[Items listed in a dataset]
────────────────────────────────────────

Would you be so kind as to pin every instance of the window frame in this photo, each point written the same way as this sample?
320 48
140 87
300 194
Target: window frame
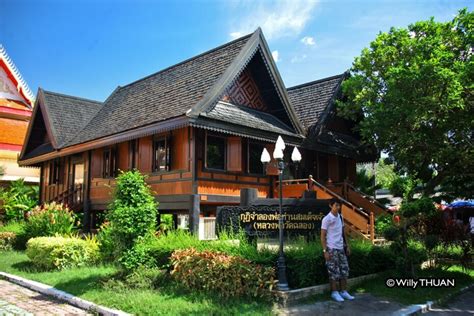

────────────────────────────────────────

PROBLEM REQUIREMENTS » Render every line of the material above as a Markdown table with the columns Row and Line. Skip blank lines and leave the pictures out.

WRITTEN RESPONSE »
| Row | Line |
|---|---|
| 1 | Would you be so kind as to pin every instance of the window frame in this photo, each point written the same way as this sample? |
| 2 | 320 48 |
| 3 | 140 87 |
| 4 | 300 194 |
| 5 | Target: window frame |